渡辺康建築研究所
WATANABE YASUSHI architect & associates



ローコスト

久しぶりに鎌倉近代美術館に行って、材料の善し悪しと建築としての質について考え
させられました。終戦まもなくの時期に建てられたものですから近寄って見ると使わ
れている材料は石綿スレート板と細い鉄骨と大谷石です。要するに、よくある倉庫や
駅舎と変わりませんが、日本建築の持つバラック感、気負わない軽さ、風通しの良い
気持よさ、を感じました。アプローチや途中の動線は半屋外のテラスや階段となり内
省的な中庭(ここがちょっと雑然とした感じなのが惜しいか)を望み、最後には池の
波紋を映す深い床下空間で気持を落ち着けることができます。設計した坂倉準三は造
形的な特徴はあまりありませんが、与えられた条件の中で可能なことを、様々な要素
の3次元的配置だけで解決している気がします。つまり小さな建物の中の配置と動線
だけで、水と光と半屋外の気持良さを効果的に成立させています。そこでは限られた
コストを何に使うかも、なにが大切なのかを良く考えなければならず、意図が鮮明に
なります。いわばラフな材料を使うことが、チープシックな潔い気持良さを感じさせ
てくれます。低層部の大谷石の質感がチープな中にもメリハリを生み出し、材質もな
んでも良くすれば良いというものではないことを教えてくれます。

**提供データ**
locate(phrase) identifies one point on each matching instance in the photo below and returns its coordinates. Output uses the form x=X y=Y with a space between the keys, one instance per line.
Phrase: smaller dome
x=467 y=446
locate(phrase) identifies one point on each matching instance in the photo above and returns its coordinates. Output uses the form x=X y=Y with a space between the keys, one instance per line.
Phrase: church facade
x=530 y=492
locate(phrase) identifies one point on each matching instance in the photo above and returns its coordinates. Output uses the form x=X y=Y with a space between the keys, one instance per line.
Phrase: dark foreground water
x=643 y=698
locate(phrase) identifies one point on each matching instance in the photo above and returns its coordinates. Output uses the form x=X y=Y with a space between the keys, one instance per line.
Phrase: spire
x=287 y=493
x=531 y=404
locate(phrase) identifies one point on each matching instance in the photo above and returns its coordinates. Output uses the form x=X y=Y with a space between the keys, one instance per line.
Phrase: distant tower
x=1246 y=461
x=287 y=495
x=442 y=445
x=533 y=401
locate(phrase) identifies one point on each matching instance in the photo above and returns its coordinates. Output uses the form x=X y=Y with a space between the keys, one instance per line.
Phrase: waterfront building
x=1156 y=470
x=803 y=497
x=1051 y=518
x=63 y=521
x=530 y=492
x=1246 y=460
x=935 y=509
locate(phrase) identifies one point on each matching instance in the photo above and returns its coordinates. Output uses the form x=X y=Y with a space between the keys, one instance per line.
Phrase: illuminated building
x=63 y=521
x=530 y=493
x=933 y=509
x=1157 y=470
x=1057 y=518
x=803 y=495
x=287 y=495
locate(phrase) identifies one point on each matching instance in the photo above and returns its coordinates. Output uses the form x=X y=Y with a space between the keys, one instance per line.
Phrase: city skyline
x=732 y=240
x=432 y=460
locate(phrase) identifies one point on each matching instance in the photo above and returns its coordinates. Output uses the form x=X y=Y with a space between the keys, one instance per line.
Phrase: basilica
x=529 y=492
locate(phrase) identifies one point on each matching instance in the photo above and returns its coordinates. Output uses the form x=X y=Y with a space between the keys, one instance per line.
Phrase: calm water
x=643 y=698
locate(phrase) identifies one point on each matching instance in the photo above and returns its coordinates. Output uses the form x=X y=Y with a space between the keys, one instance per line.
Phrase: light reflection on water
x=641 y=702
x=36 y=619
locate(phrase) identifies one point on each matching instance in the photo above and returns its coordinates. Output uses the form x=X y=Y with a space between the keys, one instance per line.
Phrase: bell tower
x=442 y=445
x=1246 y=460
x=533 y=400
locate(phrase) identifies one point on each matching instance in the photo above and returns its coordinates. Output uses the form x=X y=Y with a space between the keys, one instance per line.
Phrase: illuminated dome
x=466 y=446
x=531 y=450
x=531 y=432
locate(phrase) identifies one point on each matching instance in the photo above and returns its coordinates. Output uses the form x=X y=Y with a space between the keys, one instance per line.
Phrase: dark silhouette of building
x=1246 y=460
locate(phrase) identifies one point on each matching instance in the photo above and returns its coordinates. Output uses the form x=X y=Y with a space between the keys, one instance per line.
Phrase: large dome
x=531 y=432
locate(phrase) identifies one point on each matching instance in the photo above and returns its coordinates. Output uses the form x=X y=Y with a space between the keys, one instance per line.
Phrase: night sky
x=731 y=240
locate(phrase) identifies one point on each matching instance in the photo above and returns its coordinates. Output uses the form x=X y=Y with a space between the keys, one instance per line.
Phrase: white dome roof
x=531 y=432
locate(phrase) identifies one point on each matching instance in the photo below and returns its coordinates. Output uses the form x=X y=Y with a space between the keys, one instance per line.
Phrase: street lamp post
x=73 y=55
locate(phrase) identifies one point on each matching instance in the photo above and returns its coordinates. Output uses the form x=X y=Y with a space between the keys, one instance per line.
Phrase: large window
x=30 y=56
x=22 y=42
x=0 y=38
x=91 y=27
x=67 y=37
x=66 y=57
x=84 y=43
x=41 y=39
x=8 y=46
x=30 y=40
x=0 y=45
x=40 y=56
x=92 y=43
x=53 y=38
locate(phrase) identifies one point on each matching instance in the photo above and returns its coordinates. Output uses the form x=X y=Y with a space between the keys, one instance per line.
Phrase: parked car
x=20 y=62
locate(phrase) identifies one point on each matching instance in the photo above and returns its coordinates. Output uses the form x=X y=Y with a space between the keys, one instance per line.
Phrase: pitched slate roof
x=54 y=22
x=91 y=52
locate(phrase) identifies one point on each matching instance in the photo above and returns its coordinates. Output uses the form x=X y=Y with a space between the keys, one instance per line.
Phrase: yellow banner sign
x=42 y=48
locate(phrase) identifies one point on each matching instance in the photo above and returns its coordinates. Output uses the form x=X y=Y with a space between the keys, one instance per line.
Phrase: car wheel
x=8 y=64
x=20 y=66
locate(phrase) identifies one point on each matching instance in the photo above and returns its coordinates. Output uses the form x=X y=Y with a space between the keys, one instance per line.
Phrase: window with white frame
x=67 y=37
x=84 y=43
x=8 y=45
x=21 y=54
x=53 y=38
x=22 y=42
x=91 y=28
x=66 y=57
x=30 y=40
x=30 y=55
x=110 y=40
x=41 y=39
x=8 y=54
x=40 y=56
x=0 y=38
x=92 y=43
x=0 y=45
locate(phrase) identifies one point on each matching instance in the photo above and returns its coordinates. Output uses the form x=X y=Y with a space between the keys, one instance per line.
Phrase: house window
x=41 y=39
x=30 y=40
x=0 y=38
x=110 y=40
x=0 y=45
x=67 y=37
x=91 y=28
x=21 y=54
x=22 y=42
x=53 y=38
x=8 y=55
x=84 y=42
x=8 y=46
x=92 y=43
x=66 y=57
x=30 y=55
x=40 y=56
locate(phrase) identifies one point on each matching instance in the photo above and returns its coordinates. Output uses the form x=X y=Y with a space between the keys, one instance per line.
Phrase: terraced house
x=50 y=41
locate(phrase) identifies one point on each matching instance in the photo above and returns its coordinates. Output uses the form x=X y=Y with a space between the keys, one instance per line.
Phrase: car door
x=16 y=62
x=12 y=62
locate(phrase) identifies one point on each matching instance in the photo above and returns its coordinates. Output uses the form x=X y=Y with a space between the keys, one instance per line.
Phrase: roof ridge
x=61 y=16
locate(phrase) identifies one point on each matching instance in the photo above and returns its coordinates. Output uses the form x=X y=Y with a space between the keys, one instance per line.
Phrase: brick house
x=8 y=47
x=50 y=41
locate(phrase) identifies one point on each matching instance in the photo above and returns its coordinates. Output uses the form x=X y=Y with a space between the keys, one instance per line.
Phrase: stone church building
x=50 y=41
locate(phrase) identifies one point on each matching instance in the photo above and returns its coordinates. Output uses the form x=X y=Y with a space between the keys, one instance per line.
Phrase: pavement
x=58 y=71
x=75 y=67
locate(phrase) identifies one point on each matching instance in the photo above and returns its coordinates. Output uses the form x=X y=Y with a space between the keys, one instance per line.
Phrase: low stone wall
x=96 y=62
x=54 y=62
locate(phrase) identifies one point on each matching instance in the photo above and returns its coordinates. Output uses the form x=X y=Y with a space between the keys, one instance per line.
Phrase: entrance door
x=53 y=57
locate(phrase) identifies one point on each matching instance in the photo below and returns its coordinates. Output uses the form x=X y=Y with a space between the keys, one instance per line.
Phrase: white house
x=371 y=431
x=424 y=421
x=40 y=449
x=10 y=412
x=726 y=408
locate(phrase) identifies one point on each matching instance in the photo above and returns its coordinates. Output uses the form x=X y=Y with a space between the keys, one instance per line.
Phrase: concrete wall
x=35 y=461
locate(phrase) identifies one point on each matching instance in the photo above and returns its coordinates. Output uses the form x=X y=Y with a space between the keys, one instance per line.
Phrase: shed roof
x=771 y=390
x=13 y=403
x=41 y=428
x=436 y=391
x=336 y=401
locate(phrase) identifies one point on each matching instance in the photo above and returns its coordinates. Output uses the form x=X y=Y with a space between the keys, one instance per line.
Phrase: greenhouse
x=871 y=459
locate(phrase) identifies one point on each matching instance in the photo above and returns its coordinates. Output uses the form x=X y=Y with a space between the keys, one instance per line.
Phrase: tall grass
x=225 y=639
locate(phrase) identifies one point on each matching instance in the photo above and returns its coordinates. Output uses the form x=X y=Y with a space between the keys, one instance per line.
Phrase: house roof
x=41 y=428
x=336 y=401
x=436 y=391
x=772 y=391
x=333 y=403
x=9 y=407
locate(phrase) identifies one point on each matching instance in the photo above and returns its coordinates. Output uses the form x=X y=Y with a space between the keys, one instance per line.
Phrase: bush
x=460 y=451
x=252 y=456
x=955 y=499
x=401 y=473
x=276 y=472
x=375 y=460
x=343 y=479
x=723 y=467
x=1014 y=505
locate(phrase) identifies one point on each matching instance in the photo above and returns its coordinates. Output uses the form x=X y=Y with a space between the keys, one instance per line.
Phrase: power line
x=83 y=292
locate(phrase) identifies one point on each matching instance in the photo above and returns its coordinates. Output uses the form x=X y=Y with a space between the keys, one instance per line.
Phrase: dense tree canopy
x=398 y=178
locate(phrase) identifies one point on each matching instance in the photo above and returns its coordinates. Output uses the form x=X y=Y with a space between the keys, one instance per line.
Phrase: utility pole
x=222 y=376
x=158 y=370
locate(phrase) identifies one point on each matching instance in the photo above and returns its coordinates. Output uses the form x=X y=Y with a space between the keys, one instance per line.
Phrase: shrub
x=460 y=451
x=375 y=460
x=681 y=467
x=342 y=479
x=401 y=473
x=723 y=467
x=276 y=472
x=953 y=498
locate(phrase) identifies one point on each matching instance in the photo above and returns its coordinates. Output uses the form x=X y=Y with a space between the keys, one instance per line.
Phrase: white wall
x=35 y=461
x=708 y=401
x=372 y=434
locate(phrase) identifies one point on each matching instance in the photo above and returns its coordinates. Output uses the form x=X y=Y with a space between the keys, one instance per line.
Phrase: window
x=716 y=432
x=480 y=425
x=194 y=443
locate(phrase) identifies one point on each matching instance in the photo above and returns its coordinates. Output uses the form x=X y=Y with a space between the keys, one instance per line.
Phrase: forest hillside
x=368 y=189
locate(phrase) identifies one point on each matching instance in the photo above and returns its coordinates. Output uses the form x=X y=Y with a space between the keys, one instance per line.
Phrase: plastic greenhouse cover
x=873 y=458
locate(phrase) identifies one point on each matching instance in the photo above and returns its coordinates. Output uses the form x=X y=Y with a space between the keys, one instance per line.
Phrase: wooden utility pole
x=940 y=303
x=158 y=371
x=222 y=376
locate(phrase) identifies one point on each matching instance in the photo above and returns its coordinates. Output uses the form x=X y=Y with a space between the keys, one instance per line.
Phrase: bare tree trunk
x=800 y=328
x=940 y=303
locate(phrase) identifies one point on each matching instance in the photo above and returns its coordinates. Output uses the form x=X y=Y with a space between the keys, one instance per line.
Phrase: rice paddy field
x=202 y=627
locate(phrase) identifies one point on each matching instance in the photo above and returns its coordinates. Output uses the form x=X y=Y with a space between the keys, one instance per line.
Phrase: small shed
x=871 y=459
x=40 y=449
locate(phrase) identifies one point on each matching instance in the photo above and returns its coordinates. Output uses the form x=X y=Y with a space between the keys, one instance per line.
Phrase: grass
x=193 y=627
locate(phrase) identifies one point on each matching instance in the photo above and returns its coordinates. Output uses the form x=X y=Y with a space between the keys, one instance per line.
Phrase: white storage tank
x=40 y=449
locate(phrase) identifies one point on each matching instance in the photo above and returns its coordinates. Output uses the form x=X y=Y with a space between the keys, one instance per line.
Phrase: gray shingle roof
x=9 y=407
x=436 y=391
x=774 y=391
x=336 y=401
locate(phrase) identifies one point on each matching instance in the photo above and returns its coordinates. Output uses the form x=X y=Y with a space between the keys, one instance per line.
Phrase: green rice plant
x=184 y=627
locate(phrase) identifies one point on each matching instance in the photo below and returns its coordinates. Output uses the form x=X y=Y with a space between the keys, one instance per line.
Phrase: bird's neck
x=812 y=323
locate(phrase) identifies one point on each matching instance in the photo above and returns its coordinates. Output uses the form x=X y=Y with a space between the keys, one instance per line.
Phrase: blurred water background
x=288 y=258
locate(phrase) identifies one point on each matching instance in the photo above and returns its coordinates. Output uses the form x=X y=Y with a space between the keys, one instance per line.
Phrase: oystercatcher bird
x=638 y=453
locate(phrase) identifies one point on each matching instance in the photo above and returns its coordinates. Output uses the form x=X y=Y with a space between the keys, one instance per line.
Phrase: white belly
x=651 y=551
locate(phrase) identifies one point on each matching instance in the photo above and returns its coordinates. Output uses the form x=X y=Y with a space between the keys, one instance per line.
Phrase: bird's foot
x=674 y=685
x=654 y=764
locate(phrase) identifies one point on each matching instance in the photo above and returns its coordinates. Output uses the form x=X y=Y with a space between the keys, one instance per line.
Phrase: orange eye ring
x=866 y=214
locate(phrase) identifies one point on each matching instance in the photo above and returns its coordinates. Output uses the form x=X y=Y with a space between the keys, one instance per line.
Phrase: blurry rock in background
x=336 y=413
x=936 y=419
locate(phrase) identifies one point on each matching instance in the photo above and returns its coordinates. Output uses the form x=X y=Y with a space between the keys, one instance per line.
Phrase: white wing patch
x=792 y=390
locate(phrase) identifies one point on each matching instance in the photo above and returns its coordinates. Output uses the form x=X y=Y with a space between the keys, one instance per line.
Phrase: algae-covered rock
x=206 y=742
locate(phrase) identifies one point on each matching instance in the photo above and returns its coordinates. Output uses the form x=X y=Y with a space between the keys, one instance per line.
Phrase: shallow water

**課題**
a - 鎌倉近代美術館についての文章を2文で要約せよ。
b - 鎌倉近代美術館についての文章の続きを書け。
データは鎌倉近代美術館についての文章とは別の資料である。

**解答**
a - 終戦まもなく建てられた鎌倉近代美術館は、石綿スレート板や細い鉄骨、大谷石といった倉庫や駅舎と変わらない材料でできているが、日本建築の持つバラック感や気負わない軽さ、風通しの良い気持よさが感じられる。設計した坂倉準三は要素の3次元的配置と動線だけで水と光と半屋外の気持良さを成立させており、ラフな材料がチープシックな潔い気持良さを生み、材質は何でも良くすれば良いというものではないことを教えてくれる。

b -
坂倉準三のその合理的な意志は、住宅も県庁舎も美術館も遊園地も同じ目線で造るす
がすがしさにも通じている気がします。
ローコストで、工業的な素材や安い材料をむき出しに使うということは、倉庫やロフ
ト、ペントハウスに住みつくような、本来違う用途のところに住むラフさ、感覚が開
かれるような潔さと面白さが伴います。そしてそれは、素材そのままを使う点で、バ
ラガンやカーンや待庵にも通じる感覚でもあります。
予算が限られる時、小さくまとめて良い材料を使い質を高めるか、ラフな作りで大き
な空間を作るか、判断の分かれ道で、価値観が問われます。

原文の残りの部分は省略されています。